[Coordinate annotation entries]
....................

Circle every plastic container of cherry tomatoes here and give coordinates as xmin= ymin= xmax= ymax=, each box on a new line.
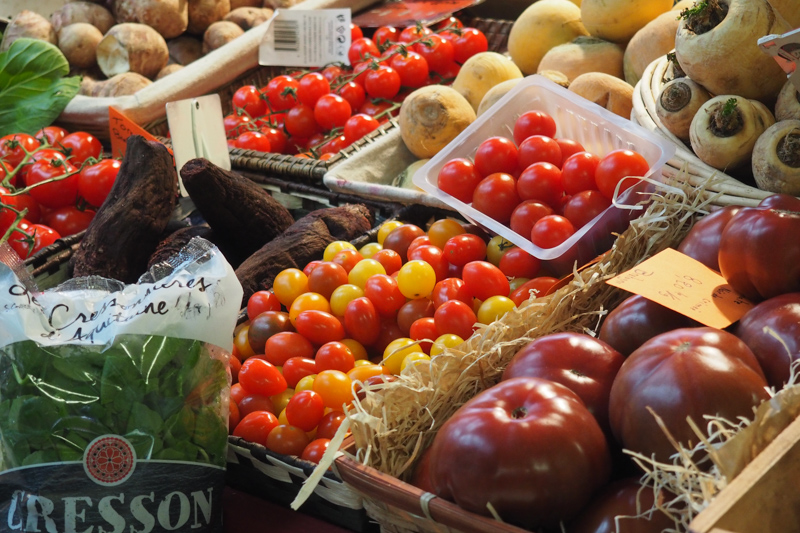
xmin=413 ymin=75 xmax=675 ymax=274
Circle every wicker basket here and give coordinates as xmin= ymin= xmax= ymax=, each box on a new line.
xmin=631 ymin=56 xmax=773 ymax=206
xmin=225 ymin=12 xmax=513 ymax=187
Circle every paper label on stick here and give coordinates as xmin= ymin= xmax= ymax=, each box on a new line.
xmin=607 ymin=248 xmax=753 ymax=329
xmin=108 ymin=106 xmax=172 ymax=157
xmin=167 ymin=94 xmax=231 ymax=196
xmin=258 ymin=9 xmax=350 ymax=67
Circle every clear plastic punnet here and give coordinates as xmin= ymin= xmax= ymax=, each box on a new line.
xmin=413 ymin=75 xmax=675 ymax=272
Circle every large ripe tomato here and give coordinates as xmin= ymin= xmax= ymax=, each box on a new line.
xmin=735 ymin=292 xmax=800 ymax=390
xmin=25 ymin=158 xmax=78 ymax=207
xmin=78 ymin=159 xmax=122 ymax=207
xmin=567 ymin=478 xmax=676 ymax=533
xmin=608 ymin=327 xmax=769 ymax=462
xmin=719 ymin=207 xmax=800 ymax=300
xmin=678 ymin=205 xmax=742 ymax=271
xmin=503 ymin=332 xmax=625 ymax=434
xmin=430 ymin=378 xmax=611 ymax=530
xmin=600 ymin=295 xmax=700 ymax=357
xmin=472 ymin=173 xmax=520 ymax=224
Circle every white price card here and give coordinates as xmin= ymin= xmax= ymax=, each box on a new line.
xmin=258 ymin=9 xmax=350 ymax=67
xmin=167 ymin=94 xmax=231 ymax=196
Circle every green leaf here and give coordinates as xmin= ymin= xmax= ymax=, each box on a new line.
xmin=0 ymin=39 xmax=81 ymax=136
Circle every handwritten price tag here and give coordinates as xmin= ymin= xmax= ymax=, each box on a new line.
xmin=607 ymin=248 xmax=753 ymax=329
xmin=108 ymin=106 xmax=172 ymax=157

....................

_What to work on:_
Copy out the whole listing above word for word, leaving out the pictures.

_Solution:_
Circle every plastic container of cherry tomatoes here and give coordinates as xmin= ymin= xmax= ymax=, each box on a new line.
xmin=413 ymin=75 xmax=675 ymax=274
Circle every wicker basket here and give coordinates as xmin= ymin= xmax= ymax=, each box on a new line.
xmin=631 ymin=56 xmax=773 ymax=206
xmin=225 ymin=12 xmax=513 ymax=187
Circle every paper label on stick here and give coordinates as xmin= ymin= xmax= ymax=, each box on a new line.
xmin=607 ymin=248 xmax=753 ymax=329
xmin=108 ymin=106 xmax=172 ymax=157
xmin=167 ymin=94 xmax=231 ymax=196
xmin=258 ymin=9 xmax=350 ymax=67
Circle every clear plastic punnet here and give coordinates as xmin= ymin= xmax= ymax=, each box on a new line.
xmin=413 ymin=75 xmax=675 ymax=272
Circle every large ripe tomato here and give coordinates as xmin= ymin= xmax= ymax=, each box on a new line.
xmin=735 ymin=292 xmax=800 ymax=390
xmin=25 ymin=158 xmax=78 ymax=207
xmin=78 ymin=159 xmax=122 ymax=207
xmin=567 ymin=478 xmax=676 ymax=533
xmin=608 ymin=327 xmax=769 ymax=462
xmin=719 ymin=207 xmax=800 ymax=300
xmin=678 ymin=205 xmax=742 ymax=271
xmin=503 ymin=332 xmax=625 ymax=434
xmin=430 ymin=378 xmax=611 ymax=530
xmin=600 ymin=295 xmax=700 ymax=357
xmin=472 ymin=173 xmax=520 ymax=224
Circle every white price card here and give coordinates as xmin= ymin= xmax= ymax=, each box on a new line.
xmin=258 ymin=9 xmax=350 ymax=67
xmin=167 ymin=94 xmax=231 ymax=196
Circle every green leaf here and give coordinates as xmin= ymin= xmax= ymax=, each box on a new line.
xmin=0 ymin=39 xmax=81 ymax=136
Circle every handwritten price tag here and give coordinates as xmin= ymin= xmax= ymax=, each box on a new line.
xmin=607 ymin=248 xmax=753 ymax=329
xmin=108 ymin=106 xmax=172 ymax=157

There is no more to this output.